Required work:
From the records below, please repeat exactly the line that has "Query: tree", the line that has "Query: firefighter standing on deck", and every line between them, and nothing else.

(Data excerpts)
□ □ □ □ □ □ □

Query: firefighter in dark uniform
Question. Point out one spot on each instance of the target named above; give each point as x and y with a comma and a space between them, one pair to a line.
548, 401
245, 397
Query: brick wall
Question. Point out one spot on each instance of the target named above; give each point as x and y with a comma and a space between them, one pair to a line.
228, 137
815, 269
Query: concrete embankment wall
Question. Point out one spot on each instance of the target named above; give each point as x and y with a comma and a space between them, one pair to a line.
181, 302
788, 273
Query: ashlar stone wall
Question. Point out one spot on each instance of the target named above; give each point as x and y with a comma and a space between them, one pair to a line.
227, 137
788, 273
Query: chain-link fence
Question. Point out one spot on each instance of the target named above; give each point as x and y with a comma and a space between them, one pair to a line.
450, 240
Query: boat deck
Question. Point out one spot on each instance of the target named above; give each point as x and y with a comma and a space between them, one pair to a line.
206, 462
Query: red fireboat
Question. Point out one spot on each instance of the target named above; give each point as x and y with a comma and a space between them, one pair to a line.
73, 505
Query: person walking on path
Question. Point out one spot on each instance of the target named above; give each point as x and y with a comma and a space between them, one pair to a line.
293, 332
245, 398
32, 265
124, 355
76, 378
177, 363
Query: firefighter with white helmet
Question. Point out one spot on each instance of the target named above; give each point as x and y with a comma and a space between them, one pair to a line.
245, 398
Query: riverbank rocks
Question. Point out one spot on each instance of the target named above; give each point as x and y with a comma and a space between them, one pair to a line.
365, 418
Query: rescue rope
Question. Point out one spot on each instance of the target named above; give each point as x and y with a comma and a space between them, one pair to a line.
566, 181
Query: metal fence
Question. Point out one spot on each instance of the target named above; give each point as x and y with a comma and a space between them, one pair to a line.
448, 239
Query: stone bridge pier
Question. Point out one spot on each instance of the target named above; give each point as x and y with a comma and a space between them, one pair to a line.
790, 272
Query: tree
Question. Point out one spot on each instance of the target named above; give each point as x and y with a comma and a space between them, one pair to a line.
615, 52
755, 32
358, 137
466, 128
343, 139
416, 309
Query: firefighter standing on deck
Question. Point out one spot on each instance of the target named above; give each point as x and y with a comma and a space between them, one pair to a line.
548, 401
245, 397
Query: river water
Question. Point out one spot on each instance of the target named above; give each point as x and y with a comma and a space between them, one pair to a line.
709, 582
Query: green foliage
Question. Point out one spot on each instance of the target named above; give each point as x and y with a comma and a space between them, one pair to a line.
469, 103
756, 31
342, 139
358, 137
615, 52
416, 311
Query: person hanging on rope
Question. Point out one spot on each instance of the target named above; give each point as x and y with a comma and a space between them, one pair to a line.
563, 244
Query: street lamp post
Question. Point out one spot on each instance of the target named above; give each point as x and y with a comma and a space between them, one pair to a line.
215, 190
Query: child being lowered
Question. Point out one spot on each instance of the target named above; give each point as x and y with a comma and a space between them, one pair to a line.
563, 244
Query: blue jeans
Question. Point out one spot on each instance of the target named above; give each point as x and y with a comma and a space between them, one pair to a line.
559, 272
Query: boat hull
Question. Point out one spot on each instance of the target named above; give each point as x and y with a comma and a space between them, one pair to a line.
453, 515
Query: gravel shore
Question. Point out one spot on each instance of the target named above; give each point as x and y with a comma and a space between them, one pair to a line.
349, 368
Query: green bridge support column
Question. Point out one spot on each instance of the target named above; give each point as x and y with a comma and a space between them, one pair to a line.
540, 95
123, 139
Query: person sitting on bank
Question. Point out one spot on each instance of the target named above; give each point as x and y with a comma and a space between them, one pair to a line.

□ □ □ □ □ □ □

Answer space:
Query: tree
Question. Point out one spot on each instance of the target named above; give each point as x and y with a comma and a space between them, one pair to a line.
615, 52
755, 32
358, 137
466, 128
343, 139
416, 309
Query: firefighter standing on deck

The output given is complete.